start
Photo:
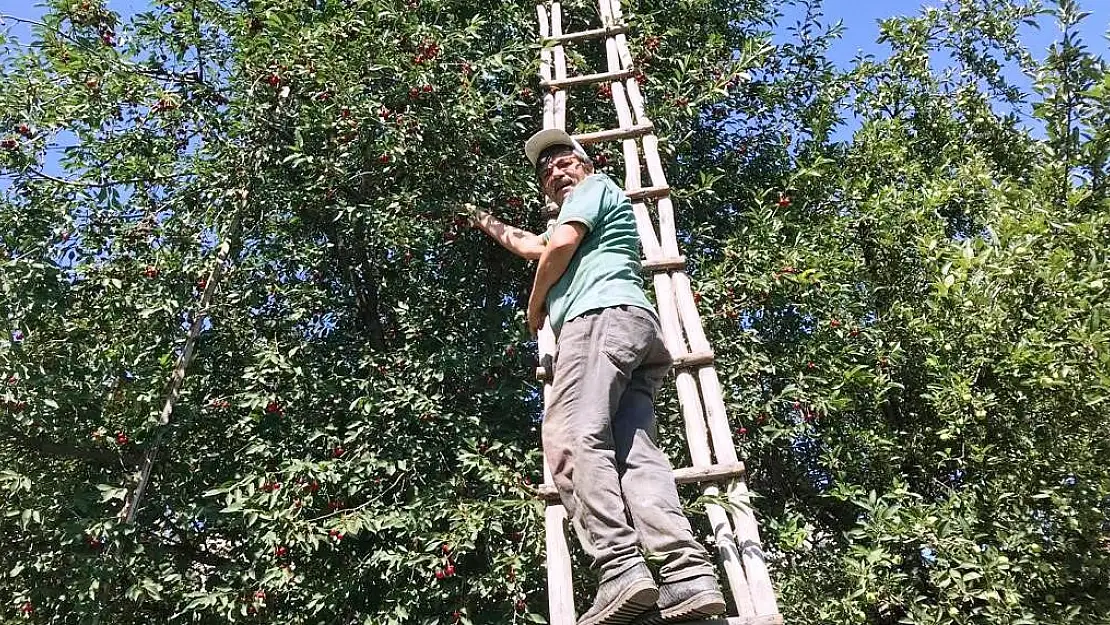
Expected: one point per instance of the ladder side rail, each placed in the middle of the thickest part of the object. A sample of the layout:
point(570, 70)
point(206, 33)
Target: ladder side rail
point(559, 567)
point(545, 66)
point(556, 10)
end
Add 3 to every coordinate in the answer points, then write out all the rows above again with their requests but without the pictures.

Photo:
Expected: one point per instance of the ladder side rail, each placed in the middle of the thickest part of the object. A sample of the layout:
point(570, 70)
point(206, 33)
Target: ladder side rail
point(562, 570)
point(548, 69)
point(559, 13)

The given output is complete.